WORK ORDER: Leave the pictures out while you restate every entry below word for word.

Items from a data source:
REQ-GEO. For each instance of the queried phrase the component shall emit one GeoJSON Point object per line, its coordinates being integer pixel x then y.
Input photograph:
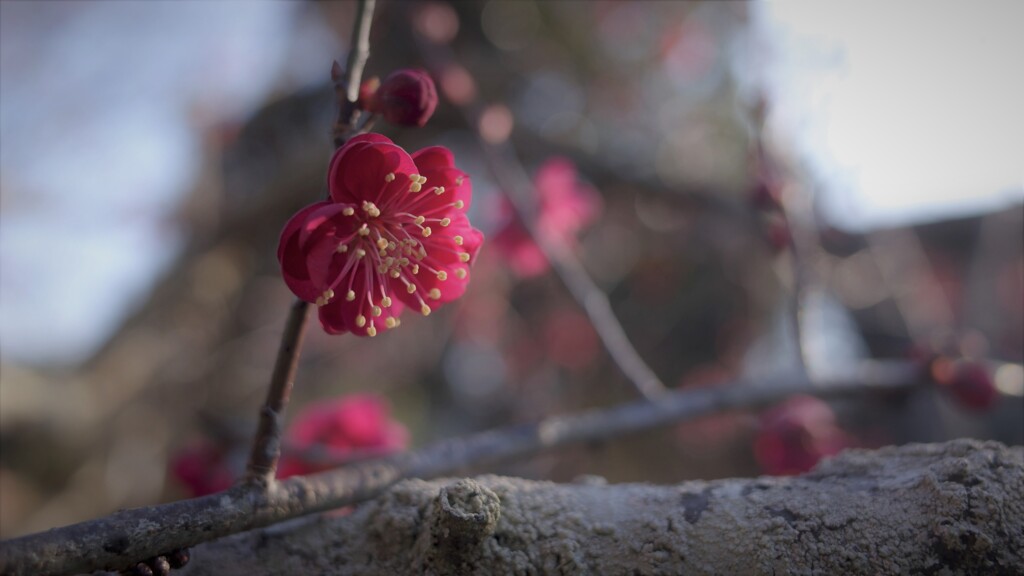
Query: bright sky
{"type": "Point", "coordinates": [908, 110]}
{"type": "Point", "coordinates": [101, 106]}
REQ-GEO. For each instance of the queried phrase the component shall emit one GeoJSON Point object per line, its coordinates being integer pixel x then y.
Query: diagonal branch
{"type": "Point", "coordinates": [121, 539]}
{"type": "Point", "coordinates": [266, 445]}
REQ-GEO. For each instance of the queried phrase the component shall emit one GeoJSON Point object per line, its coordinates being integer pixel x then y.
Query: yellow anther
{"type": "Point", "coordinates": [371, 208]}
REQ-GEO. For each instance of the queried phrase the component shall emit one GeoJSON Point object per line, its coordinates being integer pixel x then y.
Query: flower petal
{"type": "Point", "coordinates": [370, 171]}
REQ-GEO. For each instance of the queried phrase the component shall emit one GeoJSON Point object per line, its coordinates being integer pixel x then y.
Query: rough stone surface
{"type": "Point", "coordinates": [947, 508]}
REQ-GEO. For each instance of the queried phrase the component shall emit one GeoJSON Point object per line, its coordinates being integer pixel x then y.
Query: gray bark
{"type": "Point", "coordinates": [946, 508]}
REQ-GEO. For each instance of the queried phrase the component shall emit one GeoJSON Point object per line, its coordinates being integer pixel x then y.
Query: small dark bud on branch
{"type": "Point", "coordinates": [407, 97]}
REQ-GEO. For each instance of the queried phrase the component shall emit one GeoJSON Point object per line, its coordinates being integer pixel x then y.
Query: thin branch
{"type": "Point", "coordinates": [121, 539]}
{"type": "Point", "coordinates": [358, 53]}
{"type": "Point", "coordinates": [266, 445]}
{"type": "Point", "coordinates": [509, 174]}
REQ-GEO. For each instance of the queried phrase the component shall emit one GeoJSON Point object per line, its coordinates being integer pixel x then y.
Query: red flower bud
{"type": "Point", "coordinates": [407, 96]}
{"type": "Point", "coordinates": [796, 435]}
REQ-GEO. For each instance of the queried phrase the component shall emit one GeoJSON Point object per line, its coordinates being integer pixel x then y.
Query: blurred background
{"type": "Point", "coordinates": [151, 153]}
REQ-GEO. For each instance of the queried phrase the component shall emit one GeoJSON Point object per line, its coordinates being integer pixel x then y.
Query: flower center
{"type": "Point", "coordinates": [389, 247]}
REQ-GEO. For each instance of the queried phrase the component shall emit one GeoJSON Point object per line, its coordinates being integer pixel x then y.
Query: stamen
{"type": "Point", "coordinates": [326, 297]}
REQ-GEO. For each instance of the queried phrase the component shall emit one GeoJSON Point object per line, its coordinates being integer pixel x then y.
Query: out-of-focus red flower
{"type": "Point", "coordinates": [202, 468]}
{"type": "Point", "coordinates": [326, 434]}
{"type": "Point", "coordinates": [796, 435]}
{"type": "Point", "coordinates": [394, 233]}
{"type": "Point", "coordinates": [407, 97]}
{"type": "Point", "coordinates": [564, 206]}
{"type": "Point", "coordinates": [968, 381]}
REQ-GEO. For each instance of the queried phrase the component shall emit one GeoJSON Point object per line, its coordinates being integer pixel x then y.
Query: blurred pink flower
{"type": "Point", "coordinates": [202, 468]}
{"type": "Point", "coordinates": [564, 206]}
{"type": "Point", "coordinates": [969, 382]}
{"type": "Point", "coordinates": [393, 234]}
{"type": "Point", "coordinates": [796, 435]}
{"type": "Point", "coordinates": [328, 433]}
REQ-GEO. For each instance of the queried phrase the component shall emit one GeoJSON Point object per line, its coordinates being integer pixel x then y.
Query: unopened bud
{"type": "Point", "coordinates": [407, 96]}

EXERCISE RESPONSE:
REQ-GEO. For each instance of the queried phrase the component shall emit one GeoJSON Point object per line, its coordinates being integer pixel x then y.
Input photograph:
Query: bright sky
{"type": "Point", "coordinates": [908, 110]}
{"type": "Point", "coordinates": [101, 106]}
REQ-GEO. For each instance of the queried phrase the component shall emit one GeoJSON Point object per line, its coordinates being integer pixel x then y.
Query: diagonal branch
{"type": "Point", "coordinates": [121, 539]}
{"type": "Point", "coordinates": [266, 445]}
REQ-GEO. For each instance of the queried phrase the component shall emit one GeoJSON Point object per line, its coordinates being integer pixel x then y.
Query: yellow anther
{"type": "Point", "coordinates": [371, 208]}
REQ-GEO. For each instance of the queried phrase the component shall emit one GeoJSON Point object per line, its coordinates being integer pixel x then y.
Query: flower petal
{"type": "Point", "coordinates": [370, 171]}
REQ-GEO. For each instance of the queried phrase the component shall emit one GeoJSON Point object per line, its coordinates being integer pixel x then y.
Query: rough stone surface
{"type": "Point", "coordinates": [947, 508]}
REQ-GEO. For each instance of the queried phrase the component shall emit one GeoJSON Point object per line, its coordinates being integer pixel x then y.
Query: gray bark
{"type": "Point", "coordinates": [946, 508]}
REQ-GEO. For each instance of the queried phrase the component shall emit one GeoJSON Point object per line, its coordinates being integer pixel x then y.
Query: small dark bud on branch
{"type": "Point", "coordinates": [407, 97]}
REQ-GEO. For each instance of the queried phrase the component shall emit one GeoJSON Point object per line, its coordinates being integer pixel x then y.
Query: thin branch
{"type": "Point", "coordinates": [121, 539]}
{"type": "Point", "coordinates": [358, 53]}
{"type": "Point", "coordinates": [266, 445]}
{"type": "Point", "coordinates": [509, 174]}
REQ-GEO. For each instance of the queried phrase the component shall emit one GeoJSON Point object per line, its coordinates being integer pixel x then y.
Query: red flower bud
{"type": "Point", "coordinates": [407, 96]}
{"type": "Point", "coordinates": [796, 435]}
REQ-GEO. For each instance of the queried phrase the component shall emit one GeoJSON Point object per line, its coordinates being integer pixel x then y.
Query: blurred background
{"type": "Point", "coordinates": [151, 153]}
REQ-GEO. For each instance of the queried phrase the component shall emit one GeoJSON Point object per line, its coordinates being integer pixel x then y.
Query: flower center
{"type": "Point", "coordinates": [389, 247]}
REQ-GEO. For each instance of the queried phrase the component shall emit one GeoJSON Point object per line, its coordinates being integer pixel x then y.
Query: stamen
{"type": "Point", "coordinates": [326, 297]}
REQ-GEO. For each instance of the queried phrase the component shall emit one GeoJSON Point object per line, its coordinates being integer pixel x then y.
Query: out-of-focus red flower
{"type": "Point", "coordinates": [202, 468]}
{"type": "Point", "coordinates": [326, 434]}
{"type": "Point", "coordinates": [796, 435]}
{"type": "Point", "coordinates": [394, 233]}
{"type": "Point", "coordinates": [407, 97]}
{"type": "Point", "coordinates": [564, 206]}
{"type": "Point", "coordinates": [968, 381]}
REQ-GEO. For each instance of the queried phrase the component shall emit one GeoJSON Point object per line, its coordinates being integer pixel x then y.
Query: blurred pink flower
{"type": "Point", "coordinates": [202, 468]}
{"type": "Point", "coordinates": [564, 206]}
{"type": "Point", "coordinates": [969, 382]}
{"type": "Point", "coordinates": [393, 234]}
{"type": "Point", "coordinates": [796, 435]}
{"type": "Point", "coordinates": [328, 433]}
REQ-GEO. For each instance of the queried phrase the component shall emit one GeoJSON Point object per line, its coordinates being integer pixel x then y.
Query: unopened bud
{"type": "Point", "coordinates": [407, 96]}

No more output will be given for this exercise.